━━━━━ Document section ━━━━━
Thursday, November 19, 2015

Loving My Body - The Journey Within - Part 2 - Nude

We were at a small sea-side town called Borgarnes in Iceland. We had been told about the geothermal pools there that we should go to. We were all excited, but I was filled with fear as well, although I had promised my son that I would give it a try. I have never been in a large pool before.

I have this extreme fear of being in large expanses of water. I love the sea, the rivers, ponds, waterfalls, etc. But I am equally terrified of them. Yes, I feel terror and the beauty in each. Equally. I have shared this great fear of mine with my son, who has always listened and gently nudged me in his own ways to step into those fears by simply trying. Something that I have not been able to do. But this time, there was some shift which happened within me during the retreat that I was in in Romania. At least that is what I think. And there was this urge to give it a shot....to simply try.

My friend had told us before the trip, how the most 'Icelandic' thing to do was to drive around and keep dipping into the geothermal pools along the way :). I had smiled to myself when she told me this, telling her how I didn't think I would ever do that. 'You must', she said and we left it at that. Some unconscious part of me must have been at work while we packed for the trip, because I packed an ancient swim suit that my dear son and husband had made me buy on a holiday, just to get into a private jacuzzi. That was the largest expanse of water I had been in and just once!

So yeah, we were at Borgarnes, at the place where the pool was. We paid the money and were given 'strict' instructions on what to do. Raghav and my husband went together into the men's room, while I tiptoed timidly into the women's room, my stomach churning and fluttering, filled with the fear of exploring the unknown. I sat down on the bench, took off my socks and shoes, put them away and took a deep breath to calm my nerves. I was shit scared.

I stepped in gingerly into the space where women and kids were dressing, undressing, showering etc. Each one was in a different state of undress! And I was simply shocked! Never before had I seen so many people in the nude, leave alone women. And never before had I been in a situation where I had to be nude too! 'Could I just leave right now? I don't want to get into this!' I said to myself. But I couldn't leave. Perhaps I didn't want to. And of course, my son and husband would not know I had changed my mind....I had no way of telling them too, until I got to the pool! I was stuck! I felt trapped......by my own fears.
━━━━━ Dataset content ━━━━━
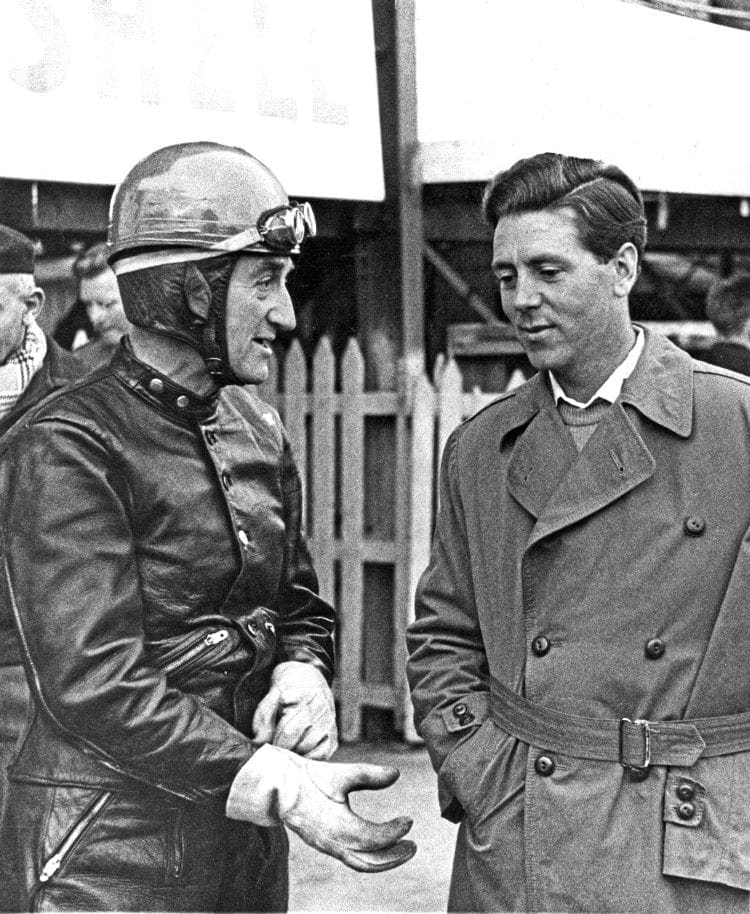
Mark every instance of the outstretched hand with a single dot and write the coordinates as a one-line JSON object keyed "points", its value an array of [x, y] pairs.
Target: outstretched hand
{"points": [[312, 799]]}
━━━━━
→ What is asked
1/ In the blog post about the Iceland pool visit, what is the name of the seaside town where the geothermal pool was?
2/ Pick up the blog post about the Iceland pool visit right after its final sentence, "I felt trapped......by my own fears."
The material plays no part in what comes next.

→ The results
1/ Borgarnes.

2/
It was not a fear of just being nude. It was a fear of being nude in the midst of people I didn't know at all. It was a fear of being judged and rejected for who I was in my body, my form. 'What will people think of me?'

I ogled at the women with shock, disbelief and then a sheepish curiosity. Some older with huge, sagging breasts, some fat with heavy thighs, some skinny, some graceful, some stiff, some middle-aged and younger with pubic hair, some clean and hairless, some with skin bruises, some with scars and blemishes. Yes, that's where my eyes went......to all those parts that I had seen in myself with dislike and shame and lack. Parts that I had begun to love slowly and gently. And suddenly something shifted inside and I realised that we were all the same. And beautiful. It was a warm, happy feeling and I suddenly felt a little more at ease and safe. Yes, it was so important to feel safe. Safe in the body.

None of the women even seemed to care or even saw me ogling at their bodies. They just carried on doing their own thing as if nothing else mattered. Phew! That was what made me relax actually. I found my locker and carefully and slowly started undressing. I asked a lady if we could take the towel to the shower. She smiled, shook her head and pointed to the towel racks near the showers. "Keep your stuff there, take a shower and then wear your suit," she said and turned away to carry on showering. Yes, we had to strip down to our skin and in front of everybody. There were no private showers. No doors to close and hide behind.

I shivered a little as I walked nude to the shower from the locker. It was just a few feet. But I felt like a streaker, walking a ramp across the whole world. I felt as if a million eyes were following me. I heard voices yell out: "How can you do this?", "You shameless creature!", "You know you can walk out if you want....you don't have to do this." I felt something pulling me back. Yet, I walked on. Shamelessly. Into the shower. It was all over in a few minutes. The flow of water started and stopped automatically. I went to the rack and took out my swimsuit. I put it on with a sense of both relief and liberation. As if I had walked through the fire that I needed to walk through. And no one was watching me. No one but myself.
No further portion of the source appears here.